## START Selected text

Do You Really Need a CTO Co-Founder to Build a Unicorn?

 

There’s a long-standing belief in startups that every tech company must have a CTO co-founder, someone with deep technical expertise who builds the product from day one. For many investors, the absence of a technical co-founder raises an immediate red flag.

But the startup world is nuanced. While most unicorns do have strong technical leadership from early days, a technical (or CTO) co-founder is not always required for success, and many high-valuation companies prove this.

How Common Are Technical Co-Founders in Unicorns?

Based on The Rise of the European Technical Founder by EU.VC, approximately 70% of founders behind U.S. unicorns have technical backgrounds. This is a strong signal that technical expertise is highly correlated with venture-scale success. However, it also implies the opposite side of the story: nearly 30% of unicorn founders did not come from technical disciplines. In other words, while technical founders are common, they are not universal, and a meaningful share of billion-dollar companies were built by founders whose strengths lay in business, product vision, or distribution rather than hands-on engineering.

## END Selected text
## START Given data

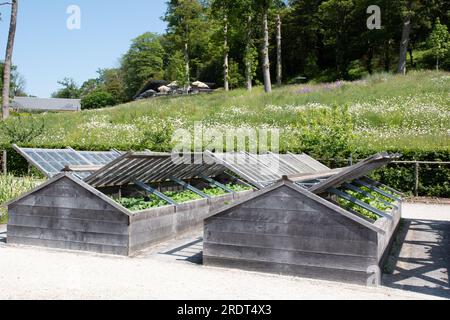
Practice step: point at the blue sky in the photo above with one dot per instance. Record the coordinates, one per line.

## END Given data

- **Work to do**
Continue the article on whether a startup needs a CTO co-founder to become a unicorn, starting after its final paragraph.

- **Answer to the exercise**
Unicorns Without Traditional CTO Co-Founders

Calendly ($3B): Founder Tope Awotona (sales background).

Hims&Hers (~$5B+): Founders Andrew Dudum (entrepreneur), Hilary Coles (Marketing), Jack Abraham (VC/investor), Joe Spector (Business Development), no technical co-founder; technology platform was developed through Atomic Labs, a venture studio that provided the engineering, design, and product resources.

Warby Parker ($3B): Founders Neil Blumenthal (Business), Dave Gilboa (Business), Andrew Hunt (VC), Jeffrey Raider (private investments).

Pinterest ($13B): Founders Ben Silbermann (product/entrepreneur), Evan Sharp (design), Paul Sciarra (entrepreneur /VC).

These examples demonstrate that achieving unicorn success does not necessarily require a formal CTO co-founder. A clear pattern emerges: these companies are primarily B2C businesses with relatively straightforward technology, and many of the founders were serial entrepreneurs. This suggests that the most critical component of a founding team is a strong, capable leader who can set the vision, drive execution, and adapt quickly, often more important than having technical expertise on the founding team from day one.

Lessons for Founders and Investors

Founders:

  • If you are not technical, focus on early validation and hiring smart engineers.

  • Strong product thinking and domain expertise can substitute for early technical partnership.

Investors:

  • Evaluate how technical risk is being managed, even if there isn’t a formal CTO co-founder, look at early hires, and product delivery velocity.

Closing Thoughts

In venture capital, one principle consistently holds true: there are no standardized rules. Patterns exist, but exceptions are everywhere. While having a CTO co-founder is undeniably advantageous for companies where technology is the core product, such as infrastructure, deep tech, and highly engineered platforms, it should not be treated as a universal requirement.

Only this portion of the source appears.